Dataset rows:
==============================

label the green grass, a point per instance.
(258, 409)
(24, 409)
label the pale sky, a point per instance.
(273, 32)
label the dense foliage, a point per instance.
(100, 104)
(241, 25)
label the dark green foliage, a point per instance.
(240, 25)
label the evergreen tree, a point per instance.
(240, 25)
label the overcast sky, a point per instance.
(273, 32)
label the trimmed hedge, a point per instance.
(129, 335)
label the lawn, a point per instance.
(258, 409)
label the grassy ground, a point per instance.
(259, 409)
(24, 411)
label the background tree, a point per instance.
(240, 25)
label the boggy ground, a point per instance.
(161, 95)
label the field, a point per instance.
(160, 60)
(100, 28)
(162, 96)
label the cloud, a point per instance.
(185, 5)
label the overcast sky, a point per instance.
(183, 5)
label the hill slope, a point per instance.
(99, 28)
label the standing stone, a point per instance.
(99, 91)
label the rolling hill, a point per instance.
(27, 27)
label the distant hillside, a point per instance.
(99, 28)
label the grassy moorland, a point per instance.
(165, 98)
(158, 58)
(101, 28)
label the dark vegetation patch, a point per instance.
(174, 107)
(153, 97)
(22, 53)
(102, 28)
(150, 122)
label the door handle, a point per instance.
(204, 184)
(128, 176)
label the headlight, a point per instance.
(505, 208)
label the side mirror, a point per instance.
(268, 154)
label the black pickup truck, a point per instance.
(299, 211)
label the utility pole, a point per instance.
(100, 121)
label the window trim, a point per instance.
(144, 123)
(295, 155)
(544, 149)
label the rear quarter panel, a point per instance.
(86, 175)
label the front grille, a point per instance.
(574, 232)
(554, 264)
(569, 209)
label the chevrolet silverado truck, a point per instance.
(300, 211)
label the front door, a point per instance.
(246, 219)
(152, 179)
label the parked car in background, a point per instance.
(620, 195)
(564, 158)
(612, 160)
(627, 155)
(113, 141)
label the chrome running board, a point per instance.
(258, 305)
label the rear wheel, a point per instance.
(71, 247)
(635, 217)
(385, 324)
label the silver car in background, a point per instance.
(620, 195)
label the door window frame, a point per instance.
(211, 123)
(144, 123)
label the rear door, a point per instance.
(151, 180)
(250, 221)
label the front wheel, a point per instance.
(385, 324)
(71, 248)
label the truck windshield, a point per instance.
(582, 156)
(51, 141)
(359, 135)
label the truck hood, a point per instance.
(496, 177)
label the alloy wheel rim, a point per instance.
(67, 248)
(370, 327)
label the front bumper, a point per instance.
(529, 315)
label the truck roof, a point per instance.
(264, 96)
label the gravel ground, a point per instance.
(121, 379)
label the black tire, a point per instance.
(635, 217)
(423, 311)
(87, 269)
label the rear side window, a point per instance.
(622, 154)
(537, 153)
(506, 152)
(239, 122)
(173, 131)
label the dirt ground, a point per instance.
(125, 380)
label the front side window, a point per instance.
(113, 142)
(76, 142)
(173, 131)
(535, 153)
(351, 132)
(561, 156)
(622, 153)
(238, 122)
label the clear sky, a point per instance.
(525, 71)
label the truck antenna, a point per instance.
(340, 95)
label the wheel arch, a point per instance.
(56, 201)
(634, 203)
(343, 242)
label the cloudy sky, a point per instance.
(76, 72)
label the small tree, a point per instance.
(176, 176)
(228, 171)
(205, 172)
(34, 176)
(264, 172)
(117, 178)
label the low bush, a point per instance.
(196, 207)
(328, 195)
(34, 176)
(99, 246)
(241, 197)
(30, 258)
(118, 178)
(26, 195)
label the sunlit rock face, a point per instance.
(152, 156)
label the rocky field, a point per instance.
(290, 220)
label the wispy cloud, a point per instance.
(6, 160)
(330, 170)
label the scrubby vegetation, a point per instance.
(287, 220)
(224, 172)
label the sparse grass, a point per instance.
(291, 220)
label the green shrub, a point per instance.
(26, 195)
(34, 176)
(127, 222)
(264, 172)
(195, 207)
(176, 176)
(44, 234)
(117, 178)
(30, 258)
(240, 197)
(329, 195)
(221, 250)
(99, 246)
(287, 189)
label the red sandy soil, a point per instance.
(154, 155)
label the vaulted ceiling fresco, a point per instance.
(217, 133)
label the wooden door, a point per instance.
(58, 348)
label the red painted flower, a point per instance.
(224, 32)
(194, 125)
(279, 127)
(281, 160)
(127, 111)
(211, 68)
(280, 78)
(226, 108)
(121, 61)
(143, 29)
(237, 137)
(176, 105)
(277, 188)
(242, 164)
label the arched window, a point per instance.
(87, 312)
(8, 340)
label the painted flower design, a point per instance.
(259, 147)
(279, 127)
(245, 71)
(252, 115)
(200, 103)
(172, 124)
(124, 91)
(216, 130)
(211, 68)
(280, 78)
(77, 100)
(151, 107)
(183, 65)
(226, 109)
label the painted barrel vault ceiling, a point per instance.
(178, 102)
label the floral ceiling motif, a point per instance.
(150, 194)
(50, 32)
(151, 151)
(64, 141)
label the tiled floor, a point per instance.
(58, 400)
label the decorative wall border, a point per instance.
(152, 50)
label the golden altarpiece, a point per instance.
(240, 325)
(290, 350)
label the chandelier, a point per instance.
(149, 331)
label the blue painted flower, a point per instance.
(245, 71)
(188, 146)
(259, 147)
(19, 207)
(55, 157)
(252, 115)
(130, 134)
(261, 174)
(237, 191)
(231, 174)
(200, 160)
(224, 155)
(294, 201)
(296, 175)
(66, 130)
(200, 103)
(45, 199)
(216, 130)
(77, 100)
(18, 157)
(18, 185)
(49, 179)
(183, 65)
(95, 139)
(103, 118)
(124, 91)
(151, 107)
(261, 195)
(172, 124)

==============================

Reproduce the listing lines from the one containing "label the floral" through the end of the listing, inclusive, changing "chandelier" to "hanging lamp" and leaving all else unchanged.

Output below |
label the floral ceiling motif, a point per instance.
(150, 194)
(50, 32)
(151, 151)
(64, 141)
label the tiled floor, a point per instance.
(58, 400)
label the decorative wall border, a point per instance.
(152, 50)
label the golden altarpiece, a point per instance.
(240, 325)
(290, 350)
label the hanging lamp, a point per instance.
(149, 331)
label the blue painted flower, a point per instance.
(245, 71)
(188, 146)
(259, 147)
(19, 207)
(55, 157)
(252, 115)
(130, 134)
(261, 174)
(237, 191)
(231, 174)
(200, 160)
(224, 155)
(294, 201)
(296, 175)
(66, 130)
(200, 103)
(45, 199)
(216, 130)
(77, 100)
(18, 157)
(18, 185)
(49, 179)
(183, 65)
(95, 139)
(103, 118)
(124, 91)
(151, 107)
(261, 195)
(172, 124)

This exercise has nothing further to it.